DATA:
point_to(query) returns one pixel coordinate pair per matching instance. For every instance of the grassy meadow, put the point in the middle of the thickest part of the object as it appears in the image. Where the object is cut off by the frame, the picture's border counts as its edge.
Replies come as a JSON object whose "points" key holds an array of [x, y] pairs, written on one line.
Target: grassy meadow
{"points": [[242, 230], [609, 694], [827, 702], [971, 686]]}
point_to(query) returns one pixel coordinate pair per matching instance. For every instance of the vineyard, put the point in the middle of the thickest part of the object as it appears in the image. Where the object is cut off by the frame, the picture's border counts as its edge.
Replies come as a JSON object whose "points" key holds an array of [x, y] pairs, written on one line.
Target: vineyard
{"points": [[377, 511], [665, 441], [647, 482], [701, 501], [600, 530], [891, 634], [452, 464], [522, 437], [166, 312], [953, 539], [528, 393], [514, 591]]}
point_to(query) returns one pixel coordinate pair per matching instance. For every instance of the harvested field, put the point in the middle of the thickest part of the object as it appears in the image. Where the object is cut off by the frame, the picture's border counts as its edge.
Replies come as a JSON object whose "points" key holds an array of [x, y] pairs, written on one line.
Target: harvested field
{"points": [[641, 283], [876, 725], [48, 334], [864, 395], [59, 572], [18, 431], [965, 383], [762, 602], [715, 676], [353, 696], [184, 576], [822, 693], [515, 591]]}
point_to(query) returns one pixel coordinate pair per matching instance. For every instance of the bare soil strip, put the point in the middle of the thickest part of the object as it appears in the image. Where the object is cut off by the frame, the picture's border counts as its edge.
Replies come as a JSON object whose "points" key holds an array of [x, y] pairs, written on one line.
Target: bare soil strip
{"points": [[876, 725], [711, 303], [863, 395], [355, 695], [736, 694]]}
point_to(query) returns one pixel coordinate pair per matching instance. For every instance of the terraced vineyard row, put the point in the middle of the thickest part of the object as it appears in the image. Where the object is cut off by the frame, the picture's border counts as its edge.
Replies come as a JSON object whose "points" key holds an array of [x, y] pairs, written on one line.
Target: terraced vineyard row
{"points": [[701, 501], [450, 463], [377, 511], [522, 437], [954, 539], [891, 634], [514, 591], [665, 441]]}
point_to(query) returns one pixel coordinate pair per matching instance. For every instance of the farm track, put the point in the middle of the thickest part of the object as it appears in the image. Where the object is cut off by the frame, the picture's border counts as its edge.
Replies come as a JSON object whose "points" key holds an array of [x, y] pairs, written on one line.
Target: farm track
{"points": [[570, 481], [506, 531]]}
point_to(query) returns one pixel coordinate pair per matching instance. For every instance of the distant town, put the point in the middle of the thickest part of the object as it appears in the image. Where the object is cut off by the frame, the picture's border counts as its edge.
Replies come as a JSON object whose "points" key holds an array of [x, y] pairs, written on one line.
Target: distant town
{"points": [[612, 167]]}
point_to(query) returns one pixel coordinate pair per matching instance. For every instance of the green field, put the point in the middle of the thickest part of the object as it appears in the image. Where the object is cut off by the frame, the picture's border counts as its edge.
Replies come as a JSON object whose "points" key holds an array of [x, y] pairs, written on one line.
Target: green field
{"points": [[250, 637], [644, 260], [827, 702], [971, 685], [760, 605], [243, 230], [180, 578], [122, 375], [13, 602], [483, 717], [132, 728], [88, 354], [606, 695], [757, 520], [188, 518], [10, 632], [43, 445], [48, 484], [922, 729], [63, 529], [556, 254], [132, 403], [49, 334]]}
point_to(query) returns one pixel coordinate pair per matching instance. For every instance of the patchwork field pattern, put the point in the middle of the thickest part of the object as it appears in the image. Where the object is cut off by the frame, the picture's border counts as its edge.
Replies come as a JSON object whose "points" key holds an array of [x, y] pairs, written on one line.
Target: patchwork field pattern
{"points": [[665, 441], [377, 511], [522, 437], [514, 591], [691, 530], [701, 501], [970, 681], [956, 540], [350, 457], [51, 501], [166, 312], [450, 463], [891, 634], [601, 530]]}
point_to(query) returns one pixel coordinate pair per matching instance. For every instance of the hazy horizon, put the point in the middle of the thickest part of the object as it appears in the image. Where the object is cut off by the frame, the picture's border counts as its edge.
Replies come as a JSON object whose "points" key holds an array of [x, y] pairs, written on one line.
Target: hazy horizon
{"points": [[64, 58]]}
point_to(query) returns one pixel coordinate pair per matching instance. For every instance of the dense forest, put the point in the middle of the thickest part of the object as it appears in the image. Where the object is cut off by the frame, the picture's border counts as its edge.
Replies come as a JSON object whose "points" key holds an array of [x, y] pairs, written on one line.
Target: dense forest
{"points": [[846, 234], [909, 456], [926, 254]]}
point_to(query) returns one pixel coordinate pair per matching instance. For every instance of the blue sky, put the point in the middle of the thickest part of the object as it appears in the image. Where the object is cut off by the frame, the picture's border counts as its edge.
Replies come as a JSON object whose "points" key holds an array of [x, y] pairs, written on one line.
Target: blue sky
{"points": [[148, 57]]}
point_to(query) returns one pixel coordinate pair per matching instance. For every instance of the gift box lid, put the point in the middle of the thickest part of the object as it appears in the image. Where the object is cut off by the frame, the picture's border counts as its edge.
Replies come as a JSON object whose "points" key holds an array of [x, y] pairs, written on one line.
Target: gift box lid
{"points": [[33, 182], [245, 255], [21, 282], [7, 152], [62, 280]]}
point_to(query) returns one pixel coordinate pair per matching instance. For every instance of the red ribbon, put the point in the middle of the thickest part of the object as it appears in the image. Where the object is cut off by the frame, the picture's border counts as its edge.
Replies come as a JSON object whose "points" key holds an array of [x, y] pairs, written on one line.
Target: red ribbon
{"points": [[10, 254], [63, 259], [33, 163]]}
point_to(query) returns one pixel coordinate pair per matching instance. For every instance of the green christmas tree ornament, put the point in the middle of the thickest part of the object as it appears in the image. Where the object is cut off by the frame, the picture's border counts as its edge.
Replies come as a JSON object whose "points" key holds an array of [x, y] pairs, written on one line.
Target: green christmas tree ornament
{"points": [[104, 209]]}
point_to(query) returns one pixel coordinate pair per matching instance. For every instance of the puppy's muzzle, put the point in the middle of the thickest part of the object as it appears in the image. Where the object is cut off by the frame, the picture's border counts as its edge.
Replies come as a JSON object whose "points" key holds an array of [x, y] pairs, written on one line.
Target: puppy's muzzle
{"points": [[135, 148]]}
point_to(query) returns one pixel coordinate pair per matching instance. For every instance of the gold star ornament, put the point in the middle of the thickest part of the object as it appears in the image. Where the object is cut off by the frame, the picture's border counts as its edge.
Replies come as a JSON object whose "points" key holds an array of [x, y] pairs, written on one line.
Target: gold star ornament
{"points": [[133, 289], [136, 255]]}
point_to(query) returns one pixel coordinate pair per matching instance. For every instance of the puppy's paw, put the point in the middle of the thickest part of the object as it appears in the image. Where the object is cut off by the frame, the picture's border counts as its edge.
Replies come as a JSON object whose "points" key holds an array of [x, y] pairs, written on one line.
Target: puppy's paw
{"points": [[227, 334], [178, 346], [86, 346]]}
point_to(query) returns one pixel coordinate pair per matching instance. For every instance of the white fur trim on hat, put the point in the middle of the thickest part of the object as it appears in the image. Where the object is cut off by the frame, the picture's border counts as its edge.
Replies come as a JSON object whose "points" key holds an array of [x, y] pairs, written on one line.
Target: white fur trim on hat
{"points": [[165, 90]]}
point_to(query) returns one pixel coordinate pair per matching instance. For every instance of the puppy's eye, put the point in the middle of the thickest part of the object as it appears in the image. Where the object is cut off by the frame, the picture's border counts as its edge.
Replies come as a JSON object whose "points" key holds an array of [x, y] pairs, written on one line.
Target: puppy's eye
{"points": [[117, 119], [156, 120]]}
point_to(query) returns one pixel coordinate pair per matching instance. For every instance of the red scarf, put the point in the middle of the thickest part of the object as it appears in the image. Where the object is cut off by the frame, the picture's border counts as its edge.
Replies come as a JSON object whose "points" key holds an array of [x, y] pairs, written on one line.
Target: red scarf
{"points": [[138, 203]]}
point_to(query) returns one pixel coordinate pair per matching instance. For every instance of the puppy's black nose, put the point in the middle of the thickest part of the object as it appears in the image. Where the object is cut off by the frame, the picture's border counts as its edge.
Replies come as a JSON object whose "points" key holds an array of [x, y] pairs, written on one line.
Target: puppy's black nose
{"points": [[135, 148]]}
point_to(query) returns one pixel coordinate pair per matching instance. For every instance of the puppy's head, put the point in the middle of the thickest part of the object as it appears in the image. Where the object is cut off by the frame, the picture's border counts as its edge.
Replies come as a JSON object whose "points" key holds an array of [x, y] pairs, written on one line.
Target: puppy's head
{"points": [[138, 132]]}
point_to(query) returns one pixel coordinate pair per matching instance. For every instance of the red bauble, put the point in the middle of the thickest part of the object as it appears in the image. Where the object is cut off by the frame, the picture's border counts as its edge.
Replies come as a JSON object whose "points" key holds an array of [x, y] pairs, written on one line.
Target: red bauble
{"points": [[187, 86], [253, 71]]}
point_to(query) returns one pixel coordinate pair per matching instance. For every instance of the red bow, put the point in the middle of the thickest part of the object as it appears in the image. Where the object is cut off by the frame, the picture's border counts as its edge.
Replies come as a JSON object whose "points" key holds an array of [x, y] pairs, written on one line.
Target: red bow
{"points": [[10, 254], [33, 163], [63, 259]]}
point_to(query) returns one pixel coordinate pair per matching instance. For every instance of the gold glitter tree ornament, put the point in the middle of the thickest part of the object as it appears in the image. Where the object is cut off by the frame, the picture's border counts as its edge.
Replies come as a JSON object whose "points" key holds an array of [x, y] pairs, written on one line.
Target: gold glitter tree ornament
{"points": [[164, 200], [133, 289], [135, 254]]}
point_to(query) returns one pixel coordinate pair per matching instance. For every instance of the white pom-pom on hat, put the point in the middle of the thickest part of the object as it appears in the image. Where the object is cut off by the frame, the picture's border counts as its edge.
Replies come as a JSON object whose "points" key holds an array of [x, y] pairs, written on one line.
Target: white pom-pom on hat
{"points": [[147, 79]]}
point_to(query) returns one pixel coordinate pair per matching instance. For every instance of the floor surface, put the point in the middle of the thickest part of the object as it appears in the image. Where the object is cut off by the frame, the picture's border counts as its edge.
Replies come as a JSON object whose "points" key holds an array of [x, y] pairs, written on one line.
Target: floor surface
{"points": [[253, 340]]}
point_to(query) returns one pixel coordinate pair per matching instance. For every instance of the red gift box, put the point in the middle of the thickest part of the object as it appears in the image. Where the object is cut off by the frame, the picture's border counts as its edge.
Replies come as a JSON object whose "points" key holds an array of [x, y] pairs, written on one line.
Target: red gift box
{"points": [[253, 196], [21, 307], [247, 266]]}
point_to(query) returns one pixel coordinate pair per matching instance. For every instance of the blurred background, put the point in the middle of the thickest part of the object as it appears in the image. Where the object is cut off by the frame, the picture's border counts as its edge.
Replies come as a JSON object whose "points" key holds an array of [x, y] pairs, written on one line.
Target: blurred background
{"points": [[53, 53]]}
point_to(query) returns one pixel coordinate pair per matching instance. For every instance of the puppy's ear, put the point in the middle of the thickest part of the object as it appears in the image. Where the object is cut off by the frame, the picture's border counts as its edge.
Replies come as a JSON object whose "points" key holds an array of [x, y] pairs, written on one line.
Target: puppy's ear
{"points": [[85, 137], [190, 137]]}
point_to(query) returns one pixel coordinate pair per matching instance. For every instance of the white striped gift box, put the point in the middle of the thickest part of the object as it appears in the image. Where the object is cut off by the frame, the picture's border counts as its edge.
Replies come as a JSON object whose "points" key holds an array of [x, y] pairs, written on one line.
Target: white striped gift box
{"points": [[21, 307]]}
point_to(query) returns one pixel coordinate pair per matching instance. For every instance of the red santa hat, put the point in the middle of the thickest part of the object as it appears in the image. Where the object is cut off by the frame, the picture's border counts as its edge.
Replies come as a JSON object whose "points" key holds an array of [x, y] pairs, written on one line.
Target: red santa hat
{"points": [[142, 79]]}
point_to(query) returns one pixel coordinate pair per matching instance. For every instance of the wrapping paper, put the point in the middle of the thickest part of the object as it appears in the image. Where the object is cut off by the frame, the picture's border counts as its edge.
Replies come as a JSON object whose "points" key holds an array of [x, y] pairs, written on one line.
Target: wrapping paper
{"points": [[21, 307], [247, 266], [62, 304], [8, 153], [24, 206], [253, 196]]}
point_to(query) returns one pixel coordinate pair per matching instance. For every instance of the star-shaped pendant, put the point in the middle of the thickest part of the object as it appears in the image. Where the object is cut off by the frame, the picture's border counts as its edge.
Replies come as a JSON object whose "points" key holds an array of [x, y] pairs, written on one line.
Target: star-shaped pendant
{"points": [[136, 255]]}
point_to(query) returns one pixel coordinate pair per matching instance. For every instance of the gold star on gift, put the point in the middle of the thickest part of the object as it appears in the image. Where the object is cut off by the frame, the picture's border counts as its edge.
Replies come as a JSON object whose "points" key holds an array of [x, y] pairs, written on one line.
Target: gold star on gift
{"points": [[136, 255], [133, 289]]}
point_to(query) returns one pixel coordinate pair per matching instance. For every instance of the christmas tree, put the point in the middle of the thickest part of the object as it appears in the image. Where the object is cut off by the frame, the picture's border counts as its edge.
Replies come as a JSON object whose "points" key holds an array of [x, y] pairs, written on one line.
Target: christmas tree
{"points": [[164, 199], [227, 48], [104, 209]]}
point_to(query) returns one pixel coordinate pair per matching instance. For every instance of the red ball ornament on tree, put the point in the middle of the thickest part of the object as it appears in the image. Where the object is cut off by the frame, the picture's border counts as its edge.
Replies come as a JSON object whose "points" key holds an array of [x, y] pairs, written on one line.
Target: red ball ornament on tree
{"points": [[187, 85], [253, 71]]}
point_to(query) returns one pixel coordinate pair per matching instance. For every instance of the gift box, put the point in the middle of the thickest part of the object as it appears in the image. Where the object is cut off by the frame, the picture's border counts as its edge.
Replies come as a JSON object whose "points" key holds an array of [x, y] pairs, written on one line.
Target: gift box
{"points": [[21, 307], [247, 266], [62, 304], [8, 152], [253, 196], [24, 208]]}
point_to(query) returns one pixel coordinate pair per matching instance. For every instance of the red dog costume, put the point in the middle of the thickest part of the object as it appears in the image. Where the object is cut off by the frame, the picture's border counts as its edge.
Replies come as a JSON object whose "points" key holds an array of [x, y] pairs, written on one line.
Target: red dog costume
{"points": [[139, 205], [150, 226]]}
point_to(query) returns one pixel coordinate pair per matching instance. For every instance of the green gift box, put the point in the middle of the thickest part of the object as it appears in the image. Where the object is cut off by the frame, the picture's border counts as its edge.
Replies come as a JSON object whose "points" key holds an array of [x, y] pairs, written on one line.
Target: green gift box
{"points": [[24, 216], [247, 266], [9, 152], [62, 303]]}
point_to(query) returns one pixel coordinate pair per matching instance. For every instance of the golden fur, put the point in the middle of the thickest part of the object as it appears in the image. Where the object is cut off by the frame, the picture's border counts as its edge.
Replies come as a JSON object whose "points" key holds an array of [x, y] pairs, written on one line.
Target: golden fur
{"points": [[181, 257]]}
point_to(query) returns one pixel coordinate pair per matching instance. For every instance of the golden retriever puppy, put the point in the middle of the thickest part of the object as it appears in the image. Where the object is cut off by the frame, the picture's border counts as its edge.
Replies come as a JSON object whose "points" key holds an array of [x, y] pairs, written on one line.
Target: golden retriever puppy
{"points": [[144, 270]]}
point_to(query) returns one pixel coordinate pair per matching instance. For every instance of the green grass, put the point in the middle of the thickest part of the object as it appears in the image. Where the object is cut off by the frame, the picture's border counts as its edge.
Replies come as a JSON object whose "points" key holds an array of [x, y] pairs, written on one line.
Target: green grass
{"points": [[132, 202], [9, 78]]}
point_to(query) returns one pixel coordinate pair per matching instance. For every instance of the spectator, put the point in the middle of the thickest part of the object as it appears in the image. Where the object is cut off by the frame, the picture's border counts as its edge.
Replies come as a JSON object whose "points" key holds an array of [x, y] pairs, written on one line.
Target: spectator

EXERCISE DIRECTIONS: In the records above, locate the line that contains "the golden retriever". Repeat it and every line after it, exactly, and nothing else.

COMPLETE ANSWER:
point_to(query) returns one pixel coordinate pair per matching instance. For every instance of the golden retriever puppy, put the point in the middle of the thickest part of the object as it appears in the image. Where the object is cut off by the frame, the picture's border counts as its edge.
Replies come as a JSON object whose "points" key holds an array of [x, y] pairs, written on one line.
Target: golden retriever puppy
{"points": [[144, 270]]}
point_to(query) returns one pixel coordinate pair per matching instance. For every instance of the green grass, put the point in the middle of the thickest part of the object as it appears in the image. Where the object is cut off by the frame, the picture's border counts as its edge.
Replies come as a JSON object whose "points" key holds an array of [x, y] pairs, written on one line.
Target: green grass
{"points": [[132, 202], [9, 78]]}
point_to(query) returns one pixel coordinate pair per matching instance. For every instance of the spectator, put the point in the middle of the thickest part of the object as it appears in the image. Where the object is cut off by the frame, the picture's border counts as its edge.
Replies come as a JSON object whose "points" key holds an array of [x, y] pairs, written on one line.
Target: spectator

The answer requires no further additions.